» Enunciado da tarefa
Responda às perguntas a seguir com base no texto sobre a Lei de Segurança Nacional.
1. Quantos inquéritos com base na lei foram instaurados nos oito anos do governo Lula?
2. Qual é a faixa de penas de detenção prevista pela Lei de Segurança Nacional?
3. De qual órgão partiu o pedido relacionado ao ministro Gilmar Mendes?

» Texto selecionado
= = = =

BRASÍLIA - De janeiro de 2019 até junho deste ano, a Polícia Federal já abriu 30 inquéritos com base na Lei de Segurança Nacional (LSN). Nos últimos 20 anos do período democrático, esse é o maior número de procedimentos instaurados utilizando o instrumento jurídico que a ditadura militar impunha para silenciar seus opositores. Somente nos primeiros seis meses de 2020, 11 inquéritos foram abertos com base na lei.
Por se tratar de uma lei que deveria ser usada contra aqueles que atentam contra o estado de direito, a Lei de Segurança Nacional prevê penas mais duras, que vão de 3 a 30 anos de detenção, do que o Código Penal. Especialistas afirmam que o uso da lei tem ainda um peso simbólico: é o Estado condenando aqueles que estariam atentando contra sua pátria.
A PF não revela de onde partiu cada solicitação de abertura de investigação – se da Procuradoria-Geral da República, da Presidência ou do Ministério da Justiça, por exemplo. Mas os dados mostram como o número aumentou desde que Jair Bolsonaro assumiu o governo, em janeiro de 2019. Nos oito anos da gestão de Luiz Inácio Lula da Silva (2003-2010) foram instaurados 29 inquéritos com base nessa legislação. Sob Bolsonaro, em um ano e meio, a PF abriu 30.
O alvo mais recente foi o ministro Gilmar Mendes, do Supremo Tribunal Federal (STF). Gilmar disse que o Exército está se associando a um “genocídio” ao se referir à crise sanitária instalada no País com a pandemia do novo coronavírus. O pedido partiu do Ministério da Defesa. O caso foi levado à PGR, que pode solicitar que a PF abra mais um inquérito com base na Lei de Segurança Nacional.
Em junho, o ministro da Justiça, André Mendonça, mandou a PF investigar o cartunista Renato Aroeira por uma charge. A abertura da apuração foi informada pelo Twitter. “Solicitei à Polícia Federal e à PGR abertura de inquérito para investigar publicação reproduzida no Twitter Blog do Noblat, com alusão da suástica nazista ao presidente Jair Bolsonaro”, dizia a postagem de Mendonça, compartilhada pelo presidente.

= = = =

» Registros extraídos
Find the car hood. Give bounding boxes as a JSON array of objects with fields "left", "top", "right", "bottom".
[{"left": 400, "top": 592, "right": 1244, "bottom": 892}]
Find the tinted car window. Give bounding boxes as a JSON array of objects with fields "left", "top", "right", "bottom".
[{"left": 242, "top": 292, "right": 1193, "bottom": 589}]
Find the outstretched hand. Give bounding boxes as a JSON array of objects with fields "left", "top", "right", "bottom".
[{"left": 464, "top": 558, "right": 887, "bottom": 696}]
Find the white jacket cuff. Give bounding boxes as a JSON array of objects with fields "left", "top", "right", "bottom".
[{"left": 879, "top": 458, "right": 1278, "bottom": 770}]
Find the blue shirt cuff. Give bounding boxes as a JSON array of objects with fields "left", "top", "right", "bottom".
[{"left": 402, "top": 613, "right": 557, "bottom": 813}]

= = = =

» Resposta redigida
1. 29 inquéritos.
2. De 3 a 30 anos de detenção.
3. Do Ministério da Defesa.